| To do |
Could the records below please be retyped exactly, with their pictures left out?

| Material for this exercise |
┌──
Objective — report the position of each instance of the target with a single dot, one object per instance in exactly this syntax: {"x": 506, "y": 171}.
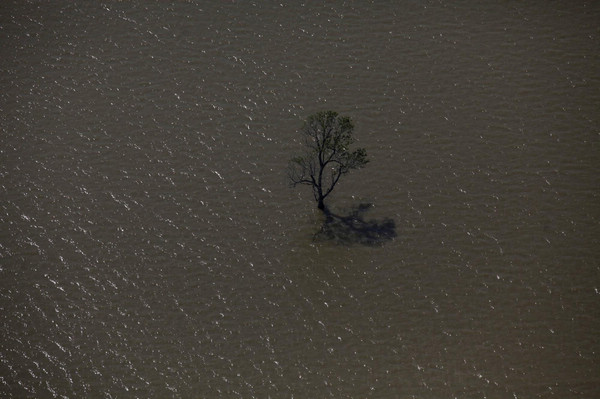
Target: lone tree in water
{"x": 326, "y": 157}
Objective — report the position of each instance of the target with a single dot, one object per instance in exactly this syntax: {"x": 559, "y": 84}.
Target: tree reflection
{"x": 352, "y": 228}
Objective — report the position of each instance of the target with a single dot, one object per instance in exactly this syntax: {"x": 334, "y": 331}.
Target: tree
{"x": 326, "y": 157}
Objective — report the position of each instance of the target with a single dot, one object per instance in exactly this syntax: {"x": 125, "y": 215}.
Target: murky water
{"x": 150, "y": 245}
└──
| Answer box |
Objective — report the position of each instance of the target with a single dot, one object per instance in exactly this syntax: {"x": 506, "y": 171}.
Target: lone tree in water
{"x": 326, "y": 157}
Objective — report the position of each instance of the target with a single dot, one object per instance in exactly this syntax: {"x": 559, "y": 84}.
Target: tree reflection
{"x": 352, "y": 228}
Objective — report the position of each instance of the target with a single dot, one object per instance in exactly this syntax: {"x": 334, "y": 331}.
Target: tree
{"x": 326, "y": 157}
Objective — report the position of each instance of the target with a single dot, one object per instance in exactly this syntax: {"x": 125, "y": 215}.
Target: murky water
{"x": 150, "y": 245}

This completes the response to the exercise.